→ **Try it**: Set down, please, without alteration, the lines of the entries below from the first through the one containing "Target: reed plume".

(Stored data entries)
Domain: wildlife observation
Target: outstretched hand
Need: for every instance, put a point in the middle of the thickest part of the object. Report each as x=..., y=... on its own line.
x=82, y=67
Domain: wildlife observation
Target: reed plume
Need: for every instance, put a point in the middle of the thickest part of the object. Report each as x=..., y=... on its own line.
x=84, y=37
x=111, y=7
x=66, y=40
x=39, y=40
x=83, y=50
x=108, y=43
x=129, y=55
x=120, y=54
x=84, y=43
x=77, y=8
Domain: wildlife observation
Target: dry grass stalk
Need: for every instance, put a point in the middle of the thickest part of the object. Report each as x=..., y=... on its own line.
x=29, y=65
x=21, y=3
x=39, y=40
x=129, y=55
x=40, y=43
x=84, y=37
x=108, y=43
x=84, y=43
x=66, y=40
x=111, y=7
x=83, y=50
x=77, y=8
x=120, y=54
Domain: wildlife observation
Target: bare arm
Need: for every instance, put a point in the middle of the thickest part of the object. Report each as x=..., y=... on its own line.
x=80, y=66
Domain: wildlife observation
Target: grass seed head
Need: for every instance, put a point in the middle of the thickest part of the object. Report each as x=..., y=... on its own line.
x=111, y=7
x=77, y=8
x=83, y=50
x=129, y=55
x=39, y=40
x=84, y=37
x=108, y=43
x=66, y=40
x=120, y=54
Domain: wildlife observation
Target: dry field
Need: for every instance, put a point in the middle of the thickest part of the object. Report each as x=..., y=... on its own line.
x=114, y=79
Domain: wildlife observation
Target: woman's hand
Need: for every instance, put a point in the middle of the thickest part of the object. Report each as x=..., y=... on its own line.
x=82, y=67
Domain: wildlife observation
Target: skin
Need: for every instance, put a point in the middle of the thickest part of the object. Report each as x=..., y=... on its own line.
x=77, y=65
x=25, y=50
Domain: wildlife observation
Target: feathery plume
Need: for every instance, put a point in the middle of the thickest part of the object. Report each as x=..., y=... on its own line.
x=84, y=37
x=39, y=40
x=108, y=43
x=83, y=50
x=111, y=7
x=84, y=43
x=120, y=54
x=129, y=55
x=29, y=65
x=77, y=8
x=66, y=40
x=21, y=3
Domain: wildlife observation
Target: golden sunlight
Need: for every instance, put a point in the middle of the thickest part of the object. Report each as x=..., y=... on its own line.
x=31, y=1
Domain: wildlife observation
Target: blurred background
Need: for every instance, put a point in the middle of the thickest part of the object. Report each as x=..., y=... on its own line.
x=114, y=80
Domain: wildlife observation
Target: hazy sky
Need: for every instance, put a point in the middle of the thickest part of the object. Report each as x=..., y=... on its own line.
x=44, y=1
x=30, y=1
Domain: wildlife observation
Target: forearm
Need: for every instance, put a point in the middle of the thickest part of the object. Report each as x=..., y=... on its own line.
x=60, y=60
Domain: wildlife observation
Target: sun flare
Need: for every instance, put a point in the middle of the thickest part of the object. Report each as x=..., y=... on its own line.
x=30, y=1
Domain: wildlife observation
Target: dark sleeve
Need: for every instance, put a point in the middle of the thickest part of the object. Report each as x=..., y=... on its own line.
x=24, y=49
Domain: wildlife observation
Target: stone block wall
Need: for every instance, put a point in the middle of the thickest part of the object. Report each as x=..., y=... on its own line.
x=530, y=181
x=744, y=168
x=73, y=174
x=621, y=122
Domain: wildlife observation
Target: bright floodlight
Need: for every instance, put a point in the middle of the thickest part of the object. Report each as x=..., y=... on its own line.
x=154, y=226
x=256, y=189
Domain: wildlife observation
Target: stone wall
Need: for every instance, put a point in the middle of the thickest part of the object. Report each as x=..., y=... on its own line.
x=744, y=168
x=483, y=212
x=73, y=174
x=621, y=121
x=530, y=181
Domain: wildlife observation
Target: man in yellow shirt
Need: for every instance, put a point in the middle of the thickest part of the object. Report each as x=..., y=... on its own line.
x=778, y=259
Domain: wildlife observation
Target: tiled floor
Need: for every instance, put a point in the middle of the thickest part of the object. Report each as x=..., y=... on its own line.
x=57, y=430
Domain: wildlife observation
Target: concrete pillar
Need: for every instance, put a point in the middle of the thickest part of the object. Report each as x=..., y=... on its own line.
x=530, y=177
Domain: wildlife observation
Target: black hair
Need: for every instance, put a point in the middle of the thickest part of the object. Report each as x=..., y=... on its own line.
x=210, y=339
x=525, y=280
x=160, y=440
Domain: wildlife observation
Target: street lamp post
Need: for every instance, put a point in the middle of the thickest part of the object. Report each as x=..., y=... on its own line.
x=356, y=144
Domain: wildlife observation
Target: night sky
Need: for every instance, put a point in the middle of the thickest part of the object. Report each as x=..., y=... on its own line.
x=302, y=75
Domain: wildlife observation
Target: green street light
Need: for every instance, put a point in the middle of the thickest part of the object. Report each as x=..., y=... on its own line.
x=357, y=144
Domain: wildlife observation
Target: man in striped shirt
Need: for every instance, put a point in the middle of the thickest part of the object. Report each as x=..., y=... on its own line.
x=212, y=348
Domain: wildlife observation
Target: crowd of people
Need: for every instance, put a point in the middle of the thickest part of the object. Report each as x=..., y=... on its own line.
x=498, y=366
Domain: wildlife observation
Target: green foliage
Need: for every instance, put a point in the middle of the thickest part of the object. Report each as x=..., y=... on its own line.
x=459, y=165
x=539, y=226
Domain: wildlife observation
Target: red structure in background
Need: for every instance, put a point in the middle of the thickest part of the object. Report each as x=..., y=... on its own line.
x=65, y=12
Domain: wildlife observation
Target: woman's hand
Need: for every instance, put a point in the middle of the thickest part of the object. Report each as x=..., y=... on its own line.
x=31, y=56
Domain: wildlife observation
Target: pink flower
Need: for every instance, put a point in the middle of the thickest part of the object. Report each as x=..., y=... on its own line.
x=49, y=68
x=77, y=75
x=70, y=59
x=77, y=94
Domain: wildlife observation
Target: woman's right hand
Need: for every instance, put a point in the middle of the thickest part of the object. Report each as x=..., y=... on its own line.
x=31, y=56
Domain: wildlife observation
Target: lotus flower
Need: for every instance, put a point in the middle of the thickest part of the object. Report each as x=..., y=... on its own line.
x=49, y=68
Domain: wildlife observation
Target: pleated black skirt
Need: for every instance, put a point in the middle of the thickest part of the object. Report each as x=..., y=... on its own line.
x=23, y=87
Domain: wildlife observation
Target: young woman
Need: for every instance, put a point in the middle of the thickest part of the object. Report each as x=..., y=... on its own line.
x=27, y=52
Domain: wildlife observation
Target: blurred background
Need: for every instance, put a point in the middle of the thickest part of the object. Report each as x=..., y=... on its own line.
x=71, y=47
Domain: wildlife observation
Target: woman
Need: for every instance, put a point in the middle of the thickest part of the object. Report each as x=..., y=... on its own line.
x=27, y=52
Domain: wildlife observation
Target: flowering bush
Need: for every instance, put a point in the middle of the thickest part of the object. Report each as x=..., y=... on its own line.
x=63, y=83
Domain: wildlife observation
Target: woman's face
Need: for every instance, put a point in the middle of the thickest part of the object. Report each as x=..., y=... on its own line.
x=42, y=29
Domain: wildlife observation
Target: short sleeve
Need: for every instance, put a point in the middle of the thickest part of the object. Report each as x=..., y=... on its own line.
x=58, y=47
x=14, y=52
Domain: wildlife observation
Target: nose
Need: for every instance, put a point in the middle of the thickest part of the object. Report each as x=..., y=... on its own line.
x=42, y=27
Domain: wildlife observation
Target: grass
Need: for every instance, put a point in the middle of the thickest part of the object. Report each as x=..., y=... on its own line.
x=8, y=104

→ **Exercise response**:
Domain: wildlife observation
Target: outstretched hand
Need: for every instance, put a point in the middle of the thickest part of the object. Report each as x=..., y=... on its own line.
x=82, y=67
Domain: wildlife observation
Target: reed plume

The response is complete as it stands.